• Given text
When a file is said to be permanently deleted by an operating system (not anymore inside Recycle Bin or anywhere else on the disk), the data of the file is essentially not yet deleted. What happens is that the operating system marks the directory entry for the file, which points to the list of clusters where the data is stored on the disk, empty or no longer valid.
Right after a file is deleted, most of the information about it, including the file's name, and the list of clusters that contain the data, still remains on the drive. But because the operating system has marked the directory entry to be empty, it will no longer show the file.
Any files deleted can be recovered as long as the real data is still intact and the clusters are still available with the data. Tools to recover deleted files search previous delete attempts and try to recover the directory entry and pointing it to the respective cluster.
If you're trying to recover a permanently deleted file from a storage, you may use a dedicated software to do the job. Many of these tools can do the job just right, as long as the directory entry, or the data itself aren't yet reused by other files. This is why you should stop using the storage that has the deleted files for any reason because it will decrease the chances of recovery.
You should install the tool(s) on other drive than the drive that has the deleted file. And for the same reason, you should also put the recovered files on different drive to avoid any write attempt on the storage.
If the file you want to recover is placed on the same drive as your operating system, you should stop any action immediately. Boot your computer using a bootable device and attempt the recovery there.

• Try it
In the passage on recovering deleted files, restate the part starting with "If you're trying" and going on through "on the storage.", replacing "storage" with "storage device" throughout.

• Information given
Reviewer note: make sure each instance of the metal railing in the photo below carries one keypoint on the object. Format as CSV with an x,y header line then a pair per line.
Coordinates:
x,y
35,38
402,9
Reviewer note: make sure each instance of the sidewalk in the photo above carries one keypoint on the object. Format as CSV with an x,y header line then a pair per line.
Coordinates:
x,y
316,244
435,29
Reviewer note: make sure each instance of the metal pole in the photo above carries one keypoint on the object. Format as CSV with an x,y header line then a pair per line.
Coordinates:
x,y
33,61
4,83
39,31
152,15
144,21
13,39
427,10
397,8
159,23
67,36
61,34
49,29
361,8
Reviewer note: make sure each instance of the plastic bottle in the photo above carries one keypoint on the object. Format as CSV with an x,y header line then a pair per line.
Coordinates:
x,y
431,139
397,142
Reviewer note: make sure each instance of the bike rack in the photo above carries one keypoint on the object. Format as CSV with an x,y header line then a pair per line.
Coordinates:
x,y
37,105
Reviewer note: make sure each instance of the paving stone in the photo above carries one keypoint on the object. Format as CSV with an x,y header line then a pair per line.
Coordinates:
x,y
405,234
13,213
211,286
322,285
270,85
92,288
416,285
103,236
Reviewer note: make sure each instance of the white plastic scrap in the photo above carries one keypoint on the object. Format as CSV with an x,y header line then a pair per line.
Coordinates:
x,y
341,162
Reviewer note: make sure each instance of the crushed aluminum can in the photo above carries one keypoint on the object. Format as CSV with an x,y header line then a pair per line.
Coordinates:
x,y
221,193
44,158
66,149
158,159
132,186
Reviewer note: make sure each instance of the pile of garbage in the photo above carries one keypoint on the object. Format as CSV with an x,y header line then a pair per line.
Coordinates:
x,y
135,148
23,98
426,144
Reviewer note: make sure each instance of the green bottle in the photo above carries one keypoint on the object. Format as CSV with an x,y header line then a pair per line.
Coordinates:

• Solution to the problem
If you're trying to recover a permanently deleted file from a storage device, you may use a dedicated software to do the job. Many of these tools can do the job just right, as long as the directory entry, or the data itself aren't yet reused by other files. This is why you should stop using the storage device that has the deleted files for any reason because it will decrease the chances of recovery.
You should install the tool(s) on other drive than the drive that has the deleted file. And for the same reason, you should also put the recovered files on different drive to avoid any write attempt on the storage device.